Estoy llamado a unir, a hacer familia, a ser hogar con mi presencia...
![]() |
Tiziana Fabi | AFP |
Mirar a la
Trinidad es mirar a Dios hecho historia. Una historia de amor. Un amor profundo
entre el Padre, el Hijo y el Espíritu Santo que quiere compartirse con el
hombre.
Un amor que se
hace historia en medio de la propia vida del hombre. El amor del Padre se
encarna en Jesús. Ese amor misericordioso que siempre espera se hace carne, se
hace voz, ojos profundos, manos que sanan y bendicen.
Dios Padre
recorre en Jesús la tierra con sus pies descalzos, sanando heridas. Se me regala su amor para que yo aprenda a amar.
Un amor que
abraza, que se pone a mi altura, que se humilla, que sirve. Un amor pobre que
sólo espera ser correspondido un día.
Acercarme al
misterio de la Trinidad es posible por manos de María. Ella me acerca a su Hijo y a través de Él al Padre y al Espíritu. Ella,
la Madre de Jesús. La Hija del Padre Dios. La llena del Espíritu Santo es la
mujer trinitaria por excelencia. El padre José Kentenich decía que María
es el remolino de la Trinidad:
“Ella es el
constante, el personificado movimiento hacia Cristo. Llamamos a María algunas
veces en este sentido el remolino de Cristo, una catarata de Cristo. Quien
llega hasta María es arrastrado por Ella como por un remolino que impulsa hacia
Cristo y hacia la Santísima Trinidad. No puede escaparse de ese
remolino. Si yo caigo en un remolino soy arrastrado con fuerza por este”[1].
María me
sumerge en el amor trinitario. Ella que es la mujer llena de Dios. Pienso que
la alianza de amor con ella me acerca al misterio que hoy contemplo.
En el huerto
sellado del corazón de María viven Jesús, el Padre y el Espíritu Santo. En el
silencio de María, donde sobran las palabras y un sí basta como respuesta. El
silencio de Nazaret en el que la Trinidad se hace historia:
“En Nazaret
Dios estaba junto a Dios constantemente y en silencio. Dios hablaba con Dios en
silencio. Cuando los hombres se interrogan sobre ese silencio, penetran en el
misterio insondable y silencioso de la Trinidad”[2].

EXTRACTOS DE DATOS:
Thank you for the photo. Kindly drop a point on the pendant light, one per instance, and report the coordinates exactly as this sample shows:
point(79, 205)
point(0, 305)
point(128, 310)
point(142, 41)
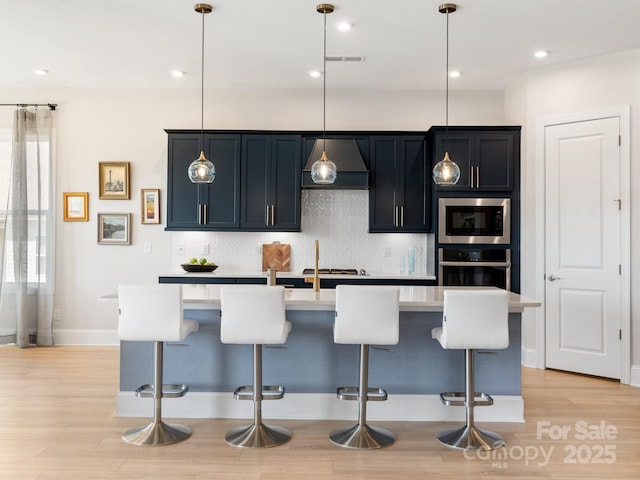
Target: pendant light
point(446, 171)
point(323, 171)
point(202, 170)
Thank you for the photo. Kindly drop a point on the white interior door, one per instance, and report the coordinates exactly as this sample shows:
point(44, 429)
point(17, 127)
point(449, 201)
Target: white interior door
point(583, 244)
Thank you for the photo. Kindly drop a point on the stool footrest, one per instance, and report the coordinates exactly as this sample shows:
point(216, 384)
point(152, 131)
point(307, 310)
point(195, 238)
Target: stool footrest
point(269, 392)
point(169, 390)
point(353, 393)
point(484, 399)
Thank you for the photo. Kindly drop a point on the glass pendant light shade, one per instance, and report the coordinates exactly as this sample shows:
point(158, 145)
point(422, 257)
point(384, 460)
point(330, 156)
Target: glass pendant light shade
point(446, 172)
point(324, 171)
point(202, 170)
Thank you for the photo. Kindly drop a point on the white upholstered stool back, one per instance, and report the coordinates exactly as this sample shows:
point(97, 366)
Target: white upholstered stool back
point(474, 319)
point(253, 315)
point(152, 313)
point(367, 315)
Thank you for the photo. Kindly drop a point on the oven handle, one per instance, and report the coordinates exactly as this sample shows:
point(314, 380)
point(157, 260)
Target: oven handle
point(507, 266)
point(475, 264)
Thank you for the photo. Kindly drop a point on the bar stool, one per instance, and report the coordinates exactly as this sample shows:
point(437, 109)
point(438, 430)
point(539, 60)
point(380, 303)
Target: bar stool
point(365, 315)
point(472, 319)
point(154, 313)
point(255, 315)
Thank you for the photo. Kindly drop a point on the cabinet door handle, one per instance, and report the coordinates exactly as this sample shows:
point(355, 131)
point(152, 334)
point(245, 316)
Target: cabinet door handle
point(202, 214)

TAREA ASIGNADA: Prolonga la reflexión sobre la Trinidad a partir del punto en que termina.

RESPUESTA:
Cuando me
adentro en el silencio de María aprendo a vivir con Dios Trino que quiere hacer morada en mí. Necesito vaciarme para dejar que
traspase mis puertas cerradas.
María me ayuda
a salir de mí y dejar que Dios entre en mí. Dejo que su presencia
penetre mi vacío. Pero antes tengo que estar vacío.
Y es María como
en Nazaret la que me enseña a vaciarme de mis egoísmos, de mi búsqueda
enfermiza de mí mismo, de mis miedos que me impiden salir de mi cenáculo
interior.
María me educa
por la alianza de amor con Ella para mostrarme el corazón de su Hijo, la
misericordia de su Padre y el fuego del Espíritu que todo lo llena.
María es la que
prepara mi jardín interior. Por eso en la alianza se me
pide que lleve una intensa vida de oración. Porque sin esa vida de
Nazaret, sin esa vida de silencio, no es posible que la Trinidad venga a
habitar en mí.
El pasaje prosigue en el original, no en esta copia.